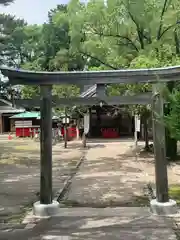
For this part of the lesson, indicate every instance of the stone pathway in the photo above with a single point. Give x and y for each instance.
(98, 224)
(109, 176)
(20, 175)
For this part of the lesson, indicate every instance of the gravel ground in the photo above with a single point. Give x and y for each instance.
(20, 174)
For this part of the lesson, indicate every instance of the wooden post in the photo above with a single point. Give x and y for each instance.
(65, 129)
(46, 145)
(159, 146)
(84, 140)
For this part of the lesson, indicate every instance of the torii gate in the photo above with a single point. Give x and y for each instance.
(46, 206)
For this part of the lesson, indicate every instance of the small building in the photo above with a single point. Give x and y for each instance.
(27, 124)
(108, 121)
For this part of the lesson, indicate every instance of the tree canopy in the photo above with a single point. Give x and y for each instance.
(116, 34)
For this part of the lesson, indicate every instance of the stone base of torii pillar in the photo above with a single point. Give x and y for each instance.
(45, 210)
(163, 209)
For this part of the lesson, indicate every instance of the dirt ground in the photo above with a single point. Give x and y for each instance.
(111, 175)
(20, 174)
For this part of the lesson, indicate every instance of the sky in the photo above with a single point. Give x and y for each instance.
(33, 11)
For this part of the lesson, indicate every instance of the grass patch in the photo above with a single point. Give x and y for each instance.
(174, 193)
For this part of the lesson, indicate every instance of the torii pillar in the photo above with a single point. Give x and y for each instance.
(162, 205)
(46, 206)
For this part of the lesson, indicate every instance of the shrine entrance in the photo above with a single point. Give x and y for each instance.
(107, 122)
(46, 206)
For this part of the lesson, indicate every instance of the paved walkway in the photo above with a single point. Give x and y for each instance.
(20, 174)
(110, 176)
(98, 224)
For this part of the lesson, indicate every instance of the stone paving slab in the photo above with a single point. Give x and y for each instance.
(126, 224)
(109, 176)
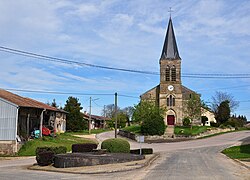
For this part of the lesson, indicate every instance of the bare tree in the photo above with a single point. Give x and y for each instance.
(219, 97)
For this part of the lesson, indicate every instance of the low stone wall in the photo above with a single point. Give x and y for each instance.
(175, 138)
(91, 159)
(9, 147)
(127, 134)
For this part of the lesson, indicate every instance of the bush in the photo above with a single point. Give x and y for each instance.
(45, 155)
(144, 151)
(88, 147)
(116, 145)
(186, 122)
(214, 124)
(234, 122)
(154, 126)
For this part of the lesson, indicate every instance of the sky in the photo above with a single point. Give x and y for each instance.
(213, 36)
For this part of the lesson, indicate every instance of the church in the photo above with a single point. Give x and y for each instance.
(170, 93)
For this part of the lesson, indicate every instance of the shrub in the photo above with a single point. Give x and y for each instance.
(214, 124)
(144, 151)
(155, 126)
(116, 145)
(45, 155)
(186, 122)
(88, 147)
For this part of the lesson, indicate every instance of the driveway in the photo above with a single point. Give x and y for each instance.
(198, 159)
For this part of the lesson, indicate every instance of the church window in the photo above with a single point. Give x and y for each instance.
(171, 101)
(173, 73)
(167, 101)
(167, 73)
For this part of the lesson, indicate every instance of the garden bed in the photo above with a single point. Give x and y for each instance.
(91, 159)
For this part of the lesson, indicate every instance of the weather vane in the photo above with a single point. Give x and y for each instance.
(170, 11)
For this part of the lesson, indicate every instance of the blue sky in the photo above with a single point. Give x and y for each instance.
(213, 36)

########

# Job
Copy all of the material above word for word, leaving out the pictures.

# Task answer
For this part of the lesson, indicate every instance of the stone pathway in the photo above with a single point. Give x and y for each instance.
(98, 224)
(109, 176)
(20, 175)
For this part of the lesson, indicate every instance of the gravel ground in the photo above with a single point. Give x and y for each instance.
(20, 174)
For this part of the lesson, indicate every instance of the wooden post in the photo above with a single point. Give x and y for each instance.
(65, 129)
(46, 145)
(159, 146)
(84, 140)
For this part of the lesson, indicate every instance of the torii gate in the photo above with a single point. Give x and y for each instance.
(46, 206)
For this part of the lesson, indicate every instance of the small building in the photo above with a single point. Give x and y for each instance.
(27, 124)
(108, 121)
For this part of the lesson, indicate every instance of the tree canopy in the photo above with a single point. Give x and y for each instance.
(116, 34)
For this part of the lesson, indicate every instance of the stone base of torii pillar in the photo above with a single point. Give x and y for each instance.
(45, 210)
(163, 209)
For this part of the lesson, indicate every instance of the dirt ground in the photo above with a single point. Give x and y for each instance.
(111, 175)
(20, 174)
For this part of the lesson, indicate every instance of the sky in the photo above with a single point. Give x and y for each instance.
(33, 11)
For this part of the lesson, indicate every instance of the grass patch in the photo above with a single point. Give x and y for each instance.
(174, 193)
For this part of the lesson, indicate every instance of the torii pillar in the photo above with a single point. Give x and y for each instance.
(162, 205)
(46, 206)
For this part of the lesson, indicate every instance of the shrine entrance in the photo above with a single point. Give x and y for each instance.
(107, 122)
(46, 206)
For this part of the lesson, indicate every instance of the paved walkway in the photo above with a single point. Give x and y for each instance.
(20, 174)
(110, 176)
(98, 224)
For this part of the lesson, indicate every instance of the stone paving slab in the photo above with a single point. Give x and y for each instance.
(126, 224)
(109, 176)
For this part of the lesson, indicate every instance of the bare tree in the photo above with a single point. Give x and y for each instance.
(219, 97)
For this part of the lesson, indicate every instance of the low stone wall in the photo above with a single point. Give x and y for each instance.
(175, 138)
(91, 159)
(9, 147)
(127, 134)
For this part of the lesson, indicate every instance of the bush in the photo above with a single point. Give x and y for each instance.
(45, 155)
(144, 151)
(88, 147)
(116, 145)
(186, 122)
(214, 124)
(234, 122)
(154, 126)
For this part of the lesson, indicate every instance of the sky in the photo above with a single point. Give x and y for each instance.
(213, 36)
For this part of the lesson, indicate every instance of the church in the photo above with a single point. Give x and y for each instance.
(170, 93)
For this part of the lesson, indicate every instance of the shrub in the photo above with a single point. Give x and y for each instance.
(214, 124)
(144, 151)
(155, 126)
(116, 145)
(45, 155)
(186, 122)
(88, 147)
For this part of the lesson, indicate every instance of the driveway in the photo above with a single point. Give x and y for each instance.
(198, 159)
For this part of the lesson, indicate every instance of the church window in the photo above with a single point. Give x and y for each instance.
(171, 101)
(173, 73)
(167, 101)
(167, 73)
For this part of the lesson, indicate every instance of the garden bed in the photo above with a single point. Give x and y for each instance.
(91, 159)
For this part of the lesson, indicate every instance of the weather vane in the photo above with a single point. Give x and y for each instance.
(170, 11)
For this part of the lesson, indicate every instance of the blue sky in the photo above with a single point. Give x and y for each instance.
(213, 36)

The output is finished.